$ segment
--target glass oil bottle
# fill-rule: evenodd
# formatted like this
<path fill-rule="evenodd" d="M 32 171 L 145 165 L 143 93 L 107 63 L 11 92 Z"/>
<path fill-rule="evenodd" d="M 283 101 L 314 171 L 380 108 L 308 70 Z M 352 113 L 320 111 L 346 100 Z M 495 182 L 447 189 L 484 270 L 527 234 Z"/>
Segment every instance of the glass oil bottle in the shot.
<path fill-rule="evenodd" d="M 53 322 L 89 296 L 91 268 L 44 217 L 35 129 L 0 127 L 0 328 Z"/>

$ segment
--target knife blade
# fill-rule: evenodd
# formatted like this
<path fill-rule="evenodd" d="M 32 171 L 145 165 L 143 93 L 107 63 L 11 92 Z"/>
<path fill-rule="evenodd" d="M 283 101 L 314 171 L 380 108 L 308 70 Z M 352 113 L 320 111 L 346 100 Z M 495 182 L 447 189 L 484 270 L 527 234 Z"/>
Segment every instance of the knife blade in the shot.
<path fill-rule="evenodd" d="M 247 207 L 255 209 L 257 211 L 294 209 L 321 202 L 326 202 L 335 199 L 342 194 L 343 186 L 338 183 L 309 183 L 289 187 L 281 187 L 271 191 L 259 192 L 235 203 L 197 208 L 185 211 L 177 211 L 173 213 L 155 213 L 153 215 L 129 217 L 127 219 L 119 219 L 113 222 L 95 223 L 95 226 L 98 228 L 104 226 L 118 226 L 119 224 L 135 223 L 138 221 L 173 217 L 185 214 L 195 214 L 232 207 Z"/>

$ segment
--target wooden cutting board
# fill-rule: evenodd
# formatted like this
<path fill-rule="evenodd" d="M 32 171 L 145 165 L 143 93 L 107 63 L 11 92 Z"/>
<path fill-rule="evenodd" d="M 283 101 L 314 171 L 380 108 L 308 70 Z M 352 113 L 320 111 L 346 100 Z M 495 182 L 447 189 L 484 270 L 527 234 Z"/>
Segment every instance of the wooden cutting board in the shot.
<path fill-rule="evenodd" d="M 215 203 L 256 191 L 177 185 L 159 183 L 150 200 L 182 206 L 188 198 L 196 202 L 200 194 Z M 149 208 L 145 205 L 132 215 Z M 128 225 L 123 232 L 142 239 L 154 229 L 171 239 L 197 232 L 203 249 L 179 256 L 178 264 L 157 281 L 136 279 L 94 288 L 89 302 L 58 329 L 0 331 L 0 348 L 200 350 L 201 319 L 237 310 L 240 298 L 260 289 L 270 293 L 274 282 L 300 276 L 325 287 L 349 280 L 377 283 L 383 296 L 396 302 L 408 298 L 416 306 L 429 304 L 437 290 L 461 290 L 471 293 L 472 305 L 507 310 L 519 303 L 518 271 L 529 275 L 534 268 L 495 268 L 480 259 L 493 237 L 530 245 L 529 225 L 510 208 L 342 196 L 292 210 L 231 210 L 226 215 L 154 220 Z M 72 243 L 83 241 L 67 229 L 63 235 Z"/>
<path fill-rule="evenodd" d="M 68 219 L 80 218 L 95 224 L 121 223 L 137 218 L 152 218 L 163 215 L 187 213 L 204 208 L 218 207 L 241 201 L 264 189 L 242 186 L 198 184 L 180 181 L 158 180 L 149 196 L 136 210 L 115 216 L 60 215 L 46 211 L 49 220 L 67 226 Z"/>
##############################
--- What the exercise asks ---
Consider the entries above and return each line with the string "target".

--- Task output ---
--target glass oil bottle
--target knife blade
--target wooden cutting board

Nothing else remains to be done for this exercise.